▶ **WHAT YOU ARE ASKED TO DO**:
Answer these questions from the court opinion:
1. In what year did the Board agree to have Wettlin provide administrative services to Local 6 Fund?
2. What monthly compensation did the agreement set for the Welfare Fund?
3. How much did Wettlin pay itself from the Local 6 Fund account between March 1 and March 31?

▶ **EXCERPTED PASSAGE**:
====================
OPINION OF THE COURT
The issue in this case is whether ERISA’s definition of “fiduciary” includes an entity that receives contributions from employers and awards benefits to participants pursuant to an agreement with trustees of a union welfare fund. We conclude that the allegations in plaintiffs complaint were sufficient to preclude a ruling that no fiduciary status existed as a matter of law. Accordingly, we will reverse the District Court’s ruling that the complaint failed to state a claim. The facts are taken from the plaintiffs proposed amended complaint. Plaintiff is the Board of Trustees of Bricklayers and Allied Craftsman Local 6 of New Jersey Welfare Fund, an employee benefit plan within the meaning of ERISA, 29 U.S.C. § 1002(3). The members of the Board of Trustees have the discretionary authority to manage and control the Local 6 Fund and are fiduciaries under ERISA, 29 U.S.C. § 1002(21)(A). They meet only four to six times a year.
In 1988, the Board entered into an agreement providing that defendant Wett-lin Associates, Inc. would provide administrative services to Local 6 Fund. The Board delegated to Wettlin the day-to-day responsibility to control, manage, hold, safeguard, and account for the fund’s assets and income. Wettlin determined the legitimate expenses of the fund, wrote checks, and disbursed assets from the fund’s bank account in accordance with such determinations. That conduct was within Wettlin’s discretion and it was not required to seek approval from the Trustees in advance.
Wettlin was also required to collect contributions from employers under the terms of collective bargaining agreements, deposit them in Local 6 Fund’s bank account, and make payments in accordance with the fund’s obligations under the plan. As stated in the agreement, Wettlin would receive the following monthly compensation:
Welfare Fund . $2,208.33
Pension Fund. $ 833.33
Annuity Fund . $ 833.33
Apprentice Training Fund... $ 41.67
TOTAL. $3,916.66
According to the complaint, “effective as of January, 1996, the [Local 6] Fund also collected fringe benefit funds from contributing employers which, in turn, were to be transferred by the Fund for deposit to the New Jersey Bricklayers and Allied Craft-workers Health Fund [ (‘state-wide fund’)].” In carrying out this arrangement, Wettlin was to transfer ninety-eight percent of the employer contributions ear *272 marked for the state-wide fund to that entity. The amended complaint alleges that the two percent not transferred became an asset of Local 6 Fund.
In February 1998, the Board notified Wettlin that its services would terminate on April 1, 1998. Beginning on March 1 and continuing through March 31, Wettlin paid itself $42,748.71 from the Local 6 Fund account, the amount representing the two percent withheld from payments to the state-wide fund.
Upon learning of this series of payments, the Board demanded reimbursement, and when this was refused, filed suit in the District Court of New Jersey. The Board alleged that Wettlin was a fiduciary under ERISA and had breached its duty to the fund. The complaint also pleaded various state law claims.
====================
▶ **ROWS**:
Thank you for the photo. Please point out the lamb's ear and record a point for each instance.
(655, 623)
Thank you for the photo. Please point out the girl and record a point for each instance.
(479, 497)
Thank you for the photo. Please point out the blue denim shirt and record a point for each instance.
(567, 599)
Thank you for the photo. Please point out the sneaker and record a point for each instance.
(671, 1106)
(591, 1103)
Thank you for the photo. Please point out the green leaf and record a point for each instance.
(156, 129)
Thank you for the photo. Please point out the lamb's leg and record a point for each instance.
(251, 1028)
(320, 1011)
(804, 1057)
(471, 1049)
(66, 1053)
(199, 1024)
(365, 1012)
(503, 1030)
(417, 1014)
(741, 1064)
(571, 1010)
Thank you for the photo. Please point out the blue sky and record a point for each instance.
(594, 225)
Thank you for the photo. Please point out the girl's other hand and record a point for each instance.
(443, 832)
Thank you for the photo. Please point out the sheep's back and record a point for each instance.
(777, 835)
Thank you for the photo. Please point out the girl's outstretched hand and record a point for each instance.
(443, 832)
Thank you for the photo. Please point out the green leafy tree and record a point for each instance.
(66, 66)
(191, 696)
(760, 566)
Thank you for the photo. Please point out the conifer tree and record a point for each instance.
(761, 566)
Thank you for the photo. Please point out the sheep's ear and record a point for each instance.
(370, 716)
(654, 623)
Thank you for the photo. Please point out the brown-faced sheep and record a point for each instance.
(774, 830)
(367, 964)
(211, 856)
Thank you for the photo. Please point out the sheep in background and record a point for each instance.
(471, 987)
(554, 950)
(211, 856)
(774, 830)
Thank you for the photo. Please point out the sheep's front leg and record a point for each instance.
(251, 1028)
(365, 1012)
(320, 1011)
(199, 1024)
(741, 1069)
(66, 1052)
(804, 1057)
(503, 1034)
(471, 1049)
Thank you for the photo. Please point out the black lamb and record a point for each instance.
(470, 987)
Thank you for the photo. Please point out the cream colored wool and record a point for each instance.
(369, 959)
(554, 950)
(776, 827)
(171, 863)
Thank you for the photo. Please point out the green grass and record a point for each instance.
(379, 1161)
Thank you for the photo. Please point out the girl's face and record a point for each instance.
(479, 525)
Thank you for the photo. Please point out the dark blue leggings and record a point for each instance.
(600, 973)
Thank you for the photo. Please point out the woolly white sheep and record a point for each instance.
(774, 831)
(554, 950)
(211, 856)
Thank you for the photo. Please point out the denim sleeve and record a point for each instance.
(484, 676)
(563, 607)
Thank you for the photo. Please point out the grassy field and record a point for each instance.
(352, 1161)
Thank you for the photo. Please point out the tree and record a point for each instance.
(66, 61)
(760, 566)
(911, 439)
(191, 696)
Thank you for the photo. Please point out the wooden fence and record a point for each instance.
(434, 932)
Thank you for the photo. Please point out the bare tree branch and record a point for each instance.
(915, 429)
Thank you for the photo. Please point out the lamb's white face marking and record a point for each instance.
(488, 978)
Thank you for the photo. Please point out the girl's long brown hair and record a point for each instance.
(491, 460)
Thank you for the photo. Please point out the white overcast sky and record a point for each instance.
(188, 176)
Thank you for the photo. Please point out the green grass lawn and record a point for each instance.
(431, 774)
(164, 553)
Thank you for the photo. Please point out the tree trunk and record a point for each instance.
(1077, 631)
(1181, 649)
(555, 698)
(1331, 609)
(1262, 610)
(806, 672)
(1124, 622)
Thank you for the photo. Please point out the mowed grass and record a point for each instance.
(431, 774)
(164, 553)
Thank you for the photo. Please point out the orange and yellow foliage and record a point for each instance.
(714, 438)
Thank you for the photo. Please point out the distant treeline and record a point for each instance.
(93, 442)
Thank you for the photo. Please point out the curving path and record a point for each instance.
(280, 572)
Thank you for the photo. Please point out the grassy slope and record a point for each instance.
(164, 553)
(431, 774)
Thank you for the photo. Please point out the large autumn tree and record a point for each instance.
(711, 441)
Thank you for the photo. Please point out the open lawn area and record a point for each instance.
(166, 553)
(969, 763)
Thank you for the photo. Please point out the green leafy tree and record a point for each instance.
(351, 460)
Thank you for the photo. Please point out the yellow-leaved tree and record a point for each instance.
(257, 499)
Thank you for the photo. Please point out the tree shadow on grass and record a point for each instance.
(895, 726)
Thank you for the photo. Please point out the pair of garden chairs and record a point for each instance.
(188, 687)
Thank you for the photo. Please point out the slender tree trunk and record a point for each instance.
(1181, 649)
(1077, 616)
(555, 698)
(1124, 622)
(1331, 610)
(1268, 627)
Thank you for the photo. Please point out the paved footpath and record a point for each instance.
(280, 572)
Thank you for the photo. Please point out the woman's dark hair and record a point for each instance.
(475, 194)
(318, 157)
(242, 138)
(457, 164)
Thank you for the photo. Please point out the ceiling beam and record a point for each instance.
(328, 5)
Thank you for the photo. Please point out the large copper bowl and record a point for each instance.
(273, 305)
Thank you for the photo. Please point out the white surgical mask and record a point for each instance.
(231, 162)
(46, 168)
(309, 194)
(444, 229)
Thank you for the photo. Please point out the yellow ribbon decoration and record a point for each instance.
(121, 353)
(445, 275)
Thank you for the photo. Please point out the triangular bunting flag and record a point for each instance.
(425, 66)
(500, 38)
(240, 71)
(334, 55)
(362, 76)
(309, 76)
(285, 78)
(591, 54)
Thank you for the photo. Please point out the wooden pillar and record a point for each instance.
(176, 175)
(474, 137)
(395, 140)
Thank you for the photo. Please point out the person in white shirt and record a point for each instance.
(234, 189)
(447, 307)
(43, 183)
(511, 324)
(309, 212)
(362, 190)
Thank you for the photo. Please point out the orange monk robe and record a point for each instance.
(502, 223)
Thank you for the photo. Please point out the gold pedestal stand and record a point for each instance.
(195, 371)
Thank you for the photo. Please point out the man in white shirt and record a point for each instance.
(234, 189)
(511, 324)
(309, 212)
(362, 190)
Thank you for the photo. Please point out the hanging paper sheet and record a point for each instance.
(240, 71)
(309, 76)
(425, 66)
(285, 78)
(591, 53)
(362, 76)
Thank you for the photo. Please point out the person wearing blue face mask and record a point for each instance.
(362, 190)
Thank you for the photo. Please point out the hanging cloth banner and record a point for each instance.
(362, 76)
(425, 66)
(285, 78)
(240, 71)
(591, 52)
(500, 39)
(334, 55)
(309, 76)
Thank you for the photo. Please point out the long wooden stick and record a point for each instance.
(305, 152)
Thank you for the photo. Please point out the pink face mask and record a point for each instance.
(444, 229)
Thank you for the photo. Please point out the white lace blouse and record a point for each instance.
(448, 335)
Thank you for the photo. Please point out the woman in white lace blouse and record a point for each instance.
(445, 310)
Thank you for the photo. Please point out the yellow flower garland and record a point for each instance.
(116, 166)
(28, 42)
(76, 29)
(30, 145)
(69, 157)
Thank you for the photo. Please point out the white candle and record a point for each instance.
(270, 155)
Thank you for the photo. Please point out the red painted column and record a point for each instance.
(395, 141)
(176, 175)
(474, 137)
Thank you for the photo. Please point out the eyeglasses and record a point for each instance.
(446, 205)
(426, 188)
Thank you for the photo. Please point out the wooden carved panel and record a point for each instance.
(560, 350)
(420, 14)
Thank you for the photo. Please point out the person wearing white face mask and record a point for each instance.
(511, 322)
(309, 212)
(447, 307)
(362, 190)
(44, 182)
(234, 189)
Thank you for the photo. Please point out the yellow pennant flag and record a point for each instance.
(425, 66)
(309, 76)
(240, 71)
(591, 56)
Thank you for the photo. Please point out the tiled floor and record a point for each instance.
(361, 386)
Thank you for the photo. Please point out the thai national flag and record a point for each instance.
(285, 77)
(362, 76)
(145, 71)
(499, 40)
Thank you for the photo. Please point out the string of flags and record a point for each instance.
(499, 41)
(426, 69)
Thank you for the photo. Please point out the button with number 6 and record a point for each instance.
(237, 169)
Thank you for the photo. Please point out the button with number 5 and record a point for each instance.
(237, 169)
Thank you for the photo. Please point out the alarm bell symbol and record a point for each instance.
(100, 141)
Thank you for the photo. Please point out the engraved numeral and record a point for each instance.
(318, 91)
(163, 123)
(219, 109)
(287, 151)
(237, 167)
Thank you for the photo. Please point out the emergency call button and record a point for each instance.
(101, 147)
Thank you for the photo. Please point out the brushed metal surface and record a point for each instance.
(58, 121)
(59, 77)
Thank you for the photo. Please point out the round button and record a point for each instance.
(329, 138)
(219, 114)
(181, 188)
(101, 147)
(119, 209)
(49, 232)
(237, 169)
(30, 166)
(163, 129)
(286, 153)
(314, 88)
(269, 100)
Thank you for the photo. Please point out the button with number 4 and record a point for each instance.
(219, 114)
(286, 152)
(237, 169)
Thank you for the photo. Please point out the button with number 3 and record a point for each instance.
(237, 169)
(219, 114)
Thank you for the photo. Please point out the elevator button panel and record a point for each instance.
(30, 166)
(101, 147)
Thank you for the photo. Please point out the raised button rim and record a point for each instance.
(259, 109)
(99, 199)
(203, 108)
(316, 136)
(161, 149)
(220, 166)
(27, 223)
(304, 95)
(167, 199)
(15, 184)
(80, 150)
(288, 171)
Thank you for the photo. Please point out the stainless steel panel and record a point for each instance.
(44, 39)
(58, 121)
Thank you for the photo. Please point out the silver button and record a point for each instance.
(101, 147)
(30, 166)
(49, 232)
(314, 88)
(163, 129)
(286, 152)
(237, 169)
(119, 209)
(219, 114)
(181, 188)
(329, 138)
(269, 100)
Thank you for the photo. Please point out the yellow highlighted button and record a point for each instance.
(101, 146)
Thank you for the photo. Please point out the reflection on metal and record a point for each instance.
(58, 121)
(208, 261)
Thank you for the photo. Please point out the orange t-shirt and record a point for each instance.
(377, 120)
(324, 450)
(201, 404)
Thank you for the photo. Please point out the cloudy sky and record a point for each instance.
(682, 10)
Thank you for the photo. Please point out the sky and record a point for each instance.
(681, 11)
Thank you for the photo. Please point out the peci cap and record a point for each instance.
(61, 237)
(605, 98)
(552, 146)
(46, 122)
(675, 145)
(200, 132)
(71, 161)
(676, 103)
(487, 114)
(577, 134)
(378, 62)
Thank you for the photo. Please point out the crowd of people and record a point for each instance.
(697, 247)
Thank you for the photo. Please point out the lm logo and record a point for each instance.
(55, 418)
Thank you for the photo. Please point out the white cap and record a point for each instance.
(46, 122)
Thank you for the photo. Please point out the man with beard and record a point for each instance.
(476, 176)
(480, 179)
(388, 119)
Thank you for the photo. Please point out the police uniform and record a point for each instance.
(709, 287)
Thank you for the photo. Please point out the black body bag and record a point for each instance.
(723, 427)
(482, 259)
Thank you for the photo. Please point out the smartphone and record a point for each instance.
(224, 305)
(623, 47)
====================
▶ **RESULT OF THIS TASK**:
1. 1988
2. $2,208.33
3. $42,748.71